Turn all of the entries below into a numbered list, one line per item, with no blank lines. Leave the pictures out of your answer.
BEGIN Material for this exercise
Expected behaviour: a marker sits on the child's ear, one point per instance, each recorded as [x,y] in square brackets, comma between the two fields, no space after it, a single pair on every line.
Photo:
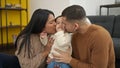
[76,26]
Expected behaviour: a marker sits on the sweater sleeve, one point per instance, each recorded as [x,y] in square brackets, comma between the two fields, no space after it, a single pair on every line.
[35,61]
[100,53]
[26,62]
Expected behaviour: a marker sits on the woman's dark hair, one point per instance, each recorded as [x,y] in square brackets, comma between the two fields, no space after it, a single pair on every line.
[74,12]
[35,26]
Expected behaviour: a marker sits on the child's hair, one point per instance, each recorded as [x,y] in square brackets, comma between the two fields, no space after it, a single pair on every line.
[57,18]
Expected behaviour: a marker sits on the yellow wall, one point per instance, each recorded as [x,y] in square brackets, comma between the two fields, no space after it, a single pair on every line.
[14,17]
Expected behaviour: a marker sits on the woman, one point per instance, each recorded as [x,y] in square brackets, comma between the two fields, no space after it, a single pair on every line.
[31,51]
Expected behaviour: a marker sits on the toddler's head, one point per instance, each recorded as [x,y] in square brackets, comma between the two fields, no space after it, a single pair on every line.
[59,23]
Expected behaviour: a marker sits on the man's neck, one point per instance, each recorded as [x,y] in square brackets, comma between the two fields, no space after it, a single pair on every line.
[84,27]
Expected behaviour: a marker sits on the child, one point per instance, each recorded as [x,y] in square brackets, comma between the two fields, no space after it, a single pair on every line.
[62,42]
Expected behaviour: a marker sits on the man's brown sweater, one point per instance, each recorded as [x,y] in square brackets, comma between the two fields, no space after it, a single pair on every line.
[93,49]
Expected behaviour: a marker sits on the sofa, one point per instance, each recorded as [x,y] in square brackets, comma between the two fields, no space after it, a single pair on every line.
[112,24]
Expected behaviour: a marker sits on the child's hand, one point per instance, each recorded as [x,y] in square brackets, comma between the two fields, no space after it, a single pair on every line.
[60,26]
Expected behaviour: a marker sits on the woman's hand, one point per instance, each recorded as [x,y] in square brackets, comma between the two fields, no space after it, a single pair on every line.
[49,45]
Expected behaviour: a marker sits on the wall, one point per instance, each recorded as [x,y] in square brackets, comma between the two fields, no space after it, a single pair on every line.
[55,5]
[91,6]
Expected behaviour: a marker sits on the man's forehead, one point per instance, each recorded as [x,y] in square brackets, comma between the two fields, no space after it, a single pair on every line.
[64,18]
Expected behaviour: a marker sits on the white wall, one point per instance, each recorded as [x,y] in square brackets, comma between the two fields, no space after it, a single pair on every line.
[91,6]
[55,5]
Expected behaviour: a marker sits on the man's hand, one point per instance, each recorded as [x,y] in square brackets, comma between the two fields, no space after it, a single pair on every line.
[62,57]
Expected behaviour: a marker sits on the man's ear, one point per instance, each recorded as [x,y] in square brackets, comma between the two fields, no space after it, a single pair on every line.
[76,26]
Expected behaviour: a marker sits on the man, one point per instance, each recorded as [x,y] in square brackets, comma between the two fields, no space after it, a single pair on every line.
[92,44]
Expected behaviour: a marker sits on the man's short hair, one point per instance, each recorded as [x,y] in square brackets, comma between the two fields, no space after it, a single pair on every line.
[74,12]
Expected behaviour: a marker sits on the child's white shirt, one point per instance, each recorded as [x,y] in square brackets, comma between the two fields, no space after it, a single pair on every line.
[62,42]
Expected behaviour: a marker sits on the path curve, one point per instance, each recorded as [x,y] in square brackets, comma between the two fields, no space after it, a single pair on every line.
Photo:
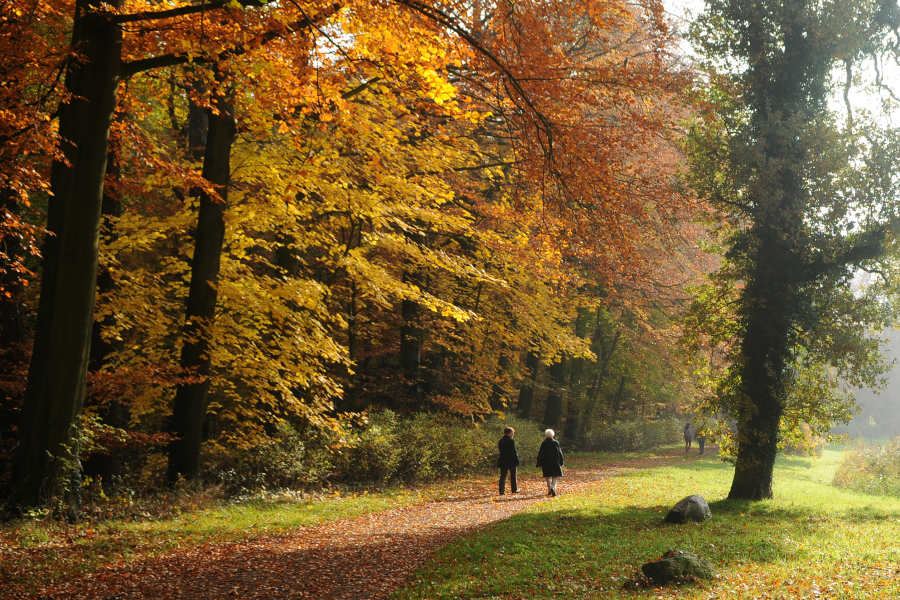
END Material for this exercise
**Task result**
1. Expected behaviour: a marker sits on the child's ear, one point per instance, each recorded as [x,y] in square brackets, comma between the two fields, no space after it, a single pair on every line.
2. Photo:
3. [76,26]
4. Expected behaviour: a marker sits on the sweater sleeve, one point per instance, each recorded as [x,y] in square brackets, comma between the two fields, no space after it, a single pair on every line.
5. [35,61]
6. [100,53]
7. [26,62]
8. Expected behaviour: a marker sits on the woman's dark hair, one point per instance, each recorded as [x,y] in square brackets, comma between the two fields, no space after it, a single pair on every line.
9. [74,12]
10. [35,26]
11. Expected behaviour: a marker sits on the child's hair, one point per instance, each recorded as [x,y] in square brackets, comma between the two fields, no space after it, a single pair on every line.
12. [57,18]
13. Expected behaviour: a marker sits on the yellow wall, one point per instance, each recorded as [x,y] in square brackets, comma between the two fields, no space after it, a single pair on every line.
14. [14,17]
15. Expected behaviour: a marker sits on the woman, one point per instance, each recorded as [x,y] in square brackets, comma between the two fields, no space after it, a single pair on every line.
16. [31,51]
17. Expected behaviour: a marker sits on the toddler's head, one point per instance, each recorded as [x,y] in square brackets, comma between the two fields, no space after it, a single pair on every line.
18. [59,23]
19. Expected behaviour: a marker sits on the man's neck, one point per instance, each recorded as [x,y] in square brackets, comma between the two fields, no space after it, a single pair on every line.
20. [84,27]
21. Expected behaviour: a marker sits on the child, one point per instance, each recorded as [x,y] in square brackets, comma between the two fields, no space after it, a single pair on every line.
22. [62,42]
23. Expected behaviour: a marker sits on the man's brown sweater, one point per instance, each recorded as [x,y] in square brackets, comma between the two fields, no space after it, a single pair on every line.
24. [93,49]
25. Expected behaviour: a marker sits on the sofa, one point per instance, each recorded as [x,y] in square brackets, comma between the two fields, no space after it, a single pair on every line.
26. [112,24]
27. Expected behaviour: a marker sits on the child's hand, one point per instance, each recorded as [x,y] in square brackets, comma between the two fields, no space after it, a single pair on every line.
28. [60,26]
29. Expected behaviour: a marker sits on the woman's hand, one point per instance, each recorded as [x,y] in square brackets, comma between the two fields, no space after it, a single pair on every line.
30. [49,45]
31. Expected behaviour: a marker sits on the wall, one point per instance, each recorded as [x,y] in square brackets, comma between the two fields, no space after it, a single pair on every line.
32. [55,5]
33. [91,6]
34. Expected behaviour: a marker sits on the man's forehead, one point per instance, each recorded as [x,y] in square brackets, comma between the two fields, no space after it, a single pair on every line.
35. [64,18]
36. Expected behaviour: a marker sits on the white wall, one point per instance, each recorded as [x,y] in square brackets, comma between the two fields, no space after it, a single pair on every line.
37. [91,6]
38. [55,5]
39. Expected behaviour: a marker sits on the man's hand, one point per instance, each recorded as [x,y] in square brackets, comma between the two fields, no space after it, a single pair on every line.
40. [62,57]
41. Expected behaviour: a marker sits on the man's ear, one point per instance, each recorded as [x,y] in square brackets, comma between the two fields, no space after it, a single pair on every line.
42. [76,26]
43. Expected behaviour: a marker sits on the man, one point per instance, each recorded as [x,y] in square brackets, comma between the two fields, no space after it, a single pair on every line.
44. [92,44]
45. Expected behaviour: a marker sits on the man's short hair, one point per instance, each recorded as [x,y] in square brackets, comma between the two fields, no space after it, a single pair on every line.
46. [74,12]
47. Expected behaviour: a marker sits on the child's white shirt, one point per instance, each recorded as [x,y] in square brackets, comma between the two fields, no space after it, a single pair on every line.
48. [62,42]
49. Expected behaviour: a marker sits on the path curve, one point per instance, each recorded as [x,y] in square brackets, comma between the two fields, no space after it, a single pair on every line.
50. Photo:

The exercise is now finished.